▸ **WHAT YOU NEED TO DO**: Locate every line in the material below that contains the word "crenellated", and copy each of those lines.

▸ **DATA SECTION**:
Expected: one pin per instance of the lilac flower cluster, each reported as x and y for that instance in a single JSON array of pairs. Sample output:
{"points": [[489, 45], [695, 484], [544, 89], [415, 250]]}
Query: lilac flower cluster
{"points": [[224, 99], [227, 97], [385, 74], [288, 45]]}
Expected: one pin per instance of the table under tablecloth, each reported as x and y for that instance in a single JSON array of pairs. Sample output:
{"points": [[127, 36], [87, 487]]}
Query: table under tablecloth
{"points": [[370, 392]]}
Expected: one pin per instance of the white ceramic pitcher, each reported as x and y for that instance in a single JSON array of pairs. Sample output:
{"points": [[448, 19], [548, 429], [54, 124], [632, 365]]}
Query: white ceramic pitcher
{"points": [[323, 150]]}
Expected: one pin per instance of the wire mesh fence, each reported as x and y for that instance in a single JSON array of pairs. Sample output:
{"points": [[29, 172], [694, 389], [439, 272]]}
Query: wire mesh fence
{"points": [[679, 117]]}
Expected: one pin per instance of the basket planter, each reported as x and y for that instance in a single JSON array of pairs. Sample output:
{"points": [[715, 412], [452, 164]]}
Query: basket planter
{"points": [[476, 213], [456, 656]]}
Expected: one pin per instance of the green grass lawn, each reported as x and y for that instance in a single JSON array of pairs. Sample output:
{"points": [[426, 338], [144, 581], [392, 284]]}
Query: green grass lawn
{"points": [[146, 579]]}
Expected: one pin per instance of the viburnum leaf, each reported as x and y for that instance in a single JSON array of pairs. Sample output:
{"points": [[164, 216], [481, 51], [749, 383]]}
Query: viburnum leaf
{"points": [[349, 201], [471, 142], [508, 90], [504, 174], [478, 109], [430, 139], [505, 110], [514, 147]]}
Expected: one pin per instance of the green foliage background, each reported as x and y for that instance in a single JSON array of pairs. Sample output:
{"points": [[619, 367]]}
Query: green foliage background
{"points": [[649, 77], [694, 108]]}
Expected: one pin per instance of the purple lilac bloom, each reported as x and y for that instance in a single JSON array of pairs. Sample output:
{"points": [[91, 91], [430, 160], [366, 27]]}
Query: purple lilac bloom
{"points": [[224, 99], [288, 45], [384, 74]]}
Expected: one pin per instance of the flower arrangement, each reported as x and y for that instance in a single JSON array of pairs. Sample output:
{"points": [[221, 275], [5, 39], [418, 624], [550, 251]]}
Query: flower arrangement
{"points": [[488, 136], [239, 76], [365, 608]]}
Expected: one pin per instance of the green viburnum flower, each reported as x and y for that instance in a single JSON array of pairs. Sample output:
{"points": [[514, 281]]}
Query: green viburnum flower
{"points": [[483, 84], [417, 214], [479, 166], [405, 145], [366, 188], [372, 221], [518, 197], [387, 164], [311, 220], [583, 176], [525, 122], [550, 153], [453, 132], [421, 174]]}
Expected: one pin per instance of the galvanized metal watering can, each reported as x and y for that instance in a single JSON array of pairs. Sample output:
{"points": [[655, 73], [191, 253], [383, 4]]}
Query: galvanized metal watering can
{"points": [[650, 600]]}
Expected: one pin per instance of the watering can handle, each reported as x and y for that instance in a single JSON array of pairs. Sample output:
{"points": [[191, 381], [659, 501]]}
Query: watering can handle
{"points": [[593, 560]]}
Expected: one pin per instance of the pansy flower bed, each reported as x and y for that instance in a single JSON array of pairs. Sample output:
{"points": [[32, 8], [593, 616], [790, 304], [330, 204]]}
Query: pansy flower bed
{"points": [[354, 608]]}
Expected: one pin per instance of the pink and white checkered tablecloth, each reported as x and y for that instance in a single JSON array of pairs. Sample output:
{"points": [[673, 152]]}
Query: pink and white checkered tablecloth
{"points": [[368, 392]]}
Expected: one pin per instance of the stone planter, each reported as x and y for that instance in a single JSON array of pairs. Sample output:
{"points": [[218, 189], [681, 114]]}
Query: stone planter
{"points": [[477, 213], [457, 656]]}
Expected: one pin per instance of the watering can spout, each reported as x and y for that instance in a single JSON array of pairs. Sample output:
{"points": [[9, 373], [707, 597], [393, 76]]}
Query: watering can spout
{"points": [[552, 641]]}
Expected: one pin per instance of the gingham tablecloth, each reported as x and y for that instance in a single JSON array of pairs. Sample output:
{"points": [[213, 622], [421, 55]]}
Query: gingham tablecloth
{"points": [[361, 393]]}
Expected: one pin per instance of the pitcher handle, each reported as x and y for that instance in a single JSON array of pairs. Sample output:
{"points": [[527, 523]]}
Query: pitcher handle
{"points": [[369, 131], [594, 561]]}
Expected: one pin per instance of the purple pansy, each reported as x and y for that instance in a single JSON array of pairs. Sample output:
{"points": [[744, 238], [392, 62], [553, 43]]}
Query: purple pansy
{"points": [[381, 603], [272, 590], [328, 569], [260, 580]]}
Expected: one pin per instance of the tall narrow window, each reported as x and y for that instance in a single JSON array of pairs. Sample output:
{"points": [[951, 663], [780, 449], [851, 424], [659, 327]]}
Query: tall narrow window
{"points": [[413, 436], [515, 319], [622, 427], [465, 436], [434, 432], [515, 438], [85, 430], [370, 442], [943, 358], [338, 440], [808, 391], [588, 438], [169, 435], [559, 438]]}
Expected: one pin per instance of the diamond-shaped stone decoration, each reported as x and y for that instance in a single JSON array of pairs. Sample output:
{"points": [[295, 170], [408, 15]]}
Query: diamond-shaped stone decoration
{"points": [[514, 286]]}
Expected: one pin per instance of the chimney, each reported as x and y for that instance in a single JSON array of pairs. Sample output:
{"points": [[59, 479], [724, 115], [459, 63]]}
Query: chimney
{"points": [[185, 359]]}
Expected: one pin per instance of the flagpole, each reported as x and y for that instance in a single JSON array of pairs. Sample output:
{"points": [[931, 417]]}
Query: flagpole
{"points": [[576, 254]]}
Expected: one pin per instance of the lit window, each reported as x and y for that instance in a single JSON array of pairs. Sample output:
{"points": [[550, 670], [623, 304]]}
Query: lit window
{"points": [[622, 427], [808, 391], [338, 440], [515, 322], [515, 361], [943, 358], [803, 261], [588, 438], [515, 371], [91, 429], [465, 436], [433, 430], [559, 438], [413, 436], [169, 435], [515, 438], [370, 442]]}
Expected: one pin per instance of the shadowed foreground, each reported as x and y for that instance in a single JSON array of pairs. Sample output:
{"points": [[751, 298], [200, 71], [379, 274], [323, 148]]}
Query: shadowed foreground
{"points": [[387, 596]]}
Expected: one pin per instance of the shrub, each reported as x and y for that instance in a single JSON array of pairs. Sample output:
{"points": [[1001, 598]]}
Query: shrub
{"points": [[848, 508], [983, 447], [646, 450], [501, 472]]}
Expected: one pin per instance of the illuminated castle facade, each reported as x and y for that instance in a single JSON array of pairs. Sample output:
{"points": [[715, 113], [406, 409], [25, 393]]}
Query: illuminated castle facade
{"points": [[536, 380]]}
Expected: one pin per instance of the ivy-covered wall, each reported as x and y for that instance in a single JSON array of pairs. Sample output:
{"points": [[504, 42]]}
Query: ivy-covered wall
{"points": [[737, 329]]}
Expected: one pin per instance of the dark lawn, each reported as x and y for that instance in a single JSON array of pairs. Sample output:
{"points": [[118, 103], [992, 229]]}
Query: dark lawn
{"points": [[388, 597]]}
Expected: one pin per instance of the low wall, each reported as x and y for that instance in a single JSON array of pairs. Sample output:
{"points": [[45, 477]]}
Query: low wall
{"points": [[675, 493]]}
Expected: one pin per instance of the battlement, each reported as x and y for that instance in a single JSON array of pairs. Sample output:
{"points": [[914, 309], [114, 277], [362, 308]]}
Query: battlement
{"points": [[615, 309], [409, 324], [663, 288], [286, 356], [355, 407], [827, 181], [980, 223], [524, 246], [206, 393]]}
==
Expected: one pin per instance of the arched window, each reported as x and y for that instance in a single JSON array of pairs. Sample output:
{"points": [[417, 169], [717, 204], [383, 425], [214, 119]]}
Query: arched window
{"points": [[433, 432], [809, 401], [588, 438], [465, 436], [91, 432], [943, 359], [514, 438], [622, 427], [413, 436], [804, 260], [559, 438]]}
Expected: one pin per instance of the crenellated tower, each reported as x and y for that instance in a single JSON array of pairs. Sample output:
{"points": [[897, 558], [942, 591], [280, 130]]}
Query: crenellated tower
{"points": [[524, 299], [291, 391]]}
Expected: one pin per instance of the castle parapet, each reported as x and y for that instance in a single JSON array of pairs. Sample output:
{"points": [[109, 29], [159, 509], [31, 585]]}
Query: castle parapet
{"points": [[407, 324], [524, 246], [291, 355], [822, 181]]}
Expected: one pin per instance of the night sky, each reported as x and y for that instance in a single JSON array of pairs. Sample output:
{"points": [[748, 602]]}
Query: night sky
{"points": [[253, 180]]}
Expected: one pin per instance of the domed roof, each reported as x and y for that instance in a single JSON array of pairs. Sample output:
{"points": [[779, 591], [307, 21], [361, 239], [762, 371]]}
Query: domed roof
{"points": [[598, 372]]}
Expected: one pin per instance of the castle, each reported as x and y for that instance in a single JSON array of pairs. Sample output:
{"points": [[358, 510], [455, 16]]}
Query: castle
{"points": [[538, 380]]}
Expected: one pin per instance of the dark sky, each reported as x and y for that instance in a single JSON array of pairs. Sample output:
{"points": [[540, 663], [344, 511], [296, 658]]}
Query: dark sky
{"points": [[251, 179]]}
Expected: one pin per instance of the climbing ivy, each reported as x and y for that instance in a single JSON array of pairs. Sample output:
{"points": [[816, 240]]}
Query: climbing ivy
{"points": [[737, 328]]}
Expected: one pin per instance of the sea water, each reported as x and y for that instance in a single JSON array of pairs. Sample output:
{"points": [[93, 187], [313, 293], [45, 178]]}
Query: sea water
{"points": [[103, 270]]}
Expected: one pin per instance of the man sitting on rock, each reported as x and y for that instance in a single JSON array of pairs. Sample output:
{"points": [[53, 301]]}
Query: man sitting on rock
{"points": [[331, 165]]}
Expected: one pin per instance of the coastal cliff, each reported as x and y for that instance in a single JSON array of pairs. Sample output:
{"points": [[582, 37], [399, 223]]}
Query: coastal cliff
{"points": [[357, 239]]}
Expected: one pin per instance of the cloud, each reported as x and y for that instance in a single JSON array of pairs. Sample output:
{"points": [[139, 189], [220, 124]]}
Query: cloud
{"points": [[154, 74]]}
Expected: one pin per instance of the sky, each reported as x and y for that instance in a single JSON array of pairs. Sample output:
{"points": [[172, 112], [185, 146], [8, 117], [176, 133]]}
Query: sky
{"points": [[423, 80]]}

▸ **COMPLETED EXERCISE**:
Expected: one pin per instance of the crenellated tower, each reported as x and y for that instance in a single JSON array of pairs. Sample output:
Query: crenellated tower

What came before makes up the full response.